Der Spiegel reduziert die Alltagsproblematik der Depression auf die Finanzkrise – wie üblich wird mit aller Gewalt versucht, die Norm als gut und schön darzustellen: ohne Krise ginge es allen blendend. Die Wahrheit ist: die Finanzkrise macht den wenigsten Deutschen Sorgen, sie erleben andere Veränderung drastischer. Nehmen wir zum Beispiel das Wetter, heute lieber „Klima“ genannt. Jeder merkt es: da tut sich was. Ebenso merkt jeder, der sein Leben nicht im Büro verbringt, dass jene seltsamen Kondensstreifen am Himmel sich im Laufe des Tages zu einer geschlossenen Schleierwolkenschicht entwickeln, die den Menschen den letzten Rest Sonnenlicht nimmt: die Winterdepression wird Dauerzustand. Gut – ich weiß nicht, was in diesen Kondensstreifen drin ist: es bleibt nur zu hoffen, dass es sich um „Chemtrails“ handelt, denn die kann man abstellen. Ist das eine natürliche Entwicklung eines ständig wachsenden Flugverkehrs, mit dessen Hilfe die Deutschen wenigstens einmal im Jahr aus ihrem selbst verschuldeten Elend fliehen wollen, dann ist Hilfe weniger schnell in Sicht.

━━━━━━━━━━━━━━━━

- AUFGABEN:
A - Prüfe, ob die folgenden Aussagen mit dem Abschnitt über Finanzkrise und Kondensstreifen übereinstimmen, und belege jede Antwort mit ja oder nein und den entscheidenden Worten des Abschnitts. (i) Die Finanzkrise macht den meisten Deutschen Sorgen. (ii) Das Wetter wird heute lieber „Klima“ genannt. (iii) Im Abschnitt heißt es, man wisse, was in den Kondensstreifen enthalten ist.
B - Nenne nur die Anzahl der Zeilen in den Datensätzen, in denen das Wort „black“ vorkommt.

━━━━━━━━━━━━━━━━

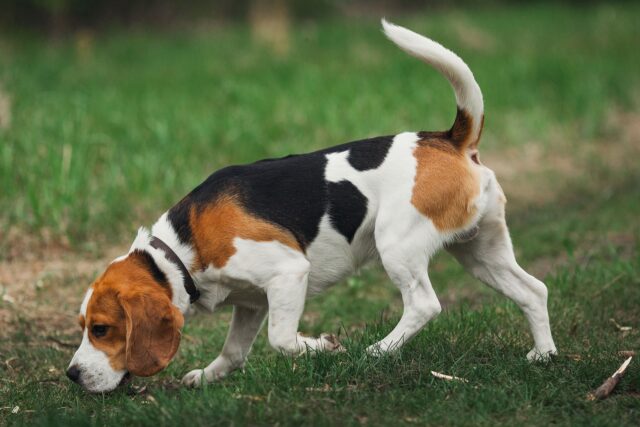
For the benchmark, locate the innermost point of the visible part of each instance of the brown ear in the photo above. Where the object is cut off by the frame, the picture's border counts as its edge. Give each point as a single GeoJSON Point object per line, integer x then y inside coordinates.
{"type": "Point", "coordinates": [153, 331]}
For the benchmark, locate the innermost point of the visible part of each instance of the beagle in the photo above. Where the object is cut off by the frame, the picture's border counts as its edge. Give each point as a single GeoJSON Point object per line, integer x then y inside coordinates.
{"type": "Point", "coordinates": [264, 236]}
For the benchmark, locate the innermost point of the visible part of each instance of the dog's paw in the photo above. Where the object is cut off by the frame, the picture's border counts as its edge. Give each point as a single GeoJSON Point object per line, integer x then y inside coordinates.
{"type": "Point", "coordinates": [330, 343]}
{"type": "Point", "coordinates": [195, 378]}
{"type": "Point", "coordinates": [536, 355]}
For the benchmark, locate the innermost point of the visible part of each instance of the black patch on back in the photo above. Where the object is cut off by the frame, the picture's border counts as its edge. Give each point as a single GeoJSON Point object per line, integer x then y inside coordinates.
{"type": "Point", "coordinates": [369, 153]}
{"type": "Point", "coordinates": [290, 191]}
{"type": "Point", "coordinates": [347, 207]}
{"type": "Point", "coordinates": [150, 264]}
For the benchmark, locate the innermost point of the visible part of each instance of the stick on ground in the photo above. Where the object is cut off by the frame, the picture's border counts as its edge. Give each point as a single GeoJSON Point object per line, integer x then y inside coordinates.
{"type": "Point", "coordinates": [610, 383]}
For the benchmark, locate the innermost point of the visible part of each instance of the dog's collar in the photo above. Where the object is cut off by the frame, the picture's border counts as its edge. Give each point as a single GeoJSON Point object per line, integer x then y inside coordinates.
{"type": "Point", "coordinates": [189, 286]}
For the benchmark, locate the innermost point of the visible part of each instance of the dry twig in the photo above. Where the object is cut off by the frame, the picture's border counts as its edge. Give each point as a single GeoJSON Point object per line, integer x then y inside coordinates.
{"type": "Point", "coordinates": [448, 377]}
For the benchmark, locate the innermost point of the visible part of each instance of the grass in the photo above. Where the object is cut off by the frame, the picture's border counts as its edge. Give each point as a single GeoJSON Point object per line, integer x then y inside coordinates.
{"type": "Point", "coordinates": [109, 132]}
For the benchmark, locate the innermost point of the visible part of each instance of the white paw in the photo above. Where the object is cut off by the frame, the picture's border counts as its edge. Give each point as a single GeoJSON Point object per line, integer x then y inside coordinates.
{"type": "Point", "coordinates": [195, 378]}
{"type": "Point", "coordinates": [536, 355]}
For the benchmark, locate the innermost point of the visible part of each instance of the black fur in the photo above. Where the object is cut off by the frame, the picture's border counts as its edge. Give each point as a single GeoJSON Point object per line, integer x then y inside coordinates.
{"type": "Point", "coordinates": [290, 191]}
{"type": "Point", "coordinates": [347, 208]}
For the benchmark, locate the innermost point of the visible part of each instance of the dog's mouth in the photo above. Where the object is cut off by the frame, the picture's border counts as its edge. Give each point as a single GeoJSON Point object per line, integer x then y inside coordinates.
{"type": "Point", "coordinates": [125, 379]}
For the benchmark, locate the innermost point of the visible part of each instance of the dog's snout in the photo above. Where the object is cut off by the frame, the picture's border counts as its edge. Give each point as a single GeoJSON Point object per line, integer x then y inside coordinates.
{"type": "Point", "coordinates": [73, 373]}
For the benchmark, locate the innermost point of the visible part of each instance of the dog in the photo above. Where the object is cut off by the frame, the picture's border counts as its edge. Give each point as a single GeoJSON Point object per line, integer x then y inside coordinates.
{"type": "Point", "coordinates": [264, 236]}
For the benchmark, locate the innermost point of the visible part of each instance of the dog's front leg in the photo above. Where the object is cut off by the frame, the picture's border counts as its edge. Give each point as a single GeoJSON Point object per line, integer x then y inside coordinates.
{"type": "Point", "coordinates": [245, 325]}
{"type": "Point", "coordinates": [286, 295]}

━━━━━━━━━━━━━━━━

- LÖSUNGEN:
A -
(i) Nein: „die Finanzkrise macht den wenigsten Deutschen Sorgen“
(ii) Ja: „Nehmen wir zum Beispiel das Wetter, heute lieber „Klima“ genannt.“
(iii) Nein: „ich weiß nicht, was in diesen Kondensstreifen drin ist“

B - 2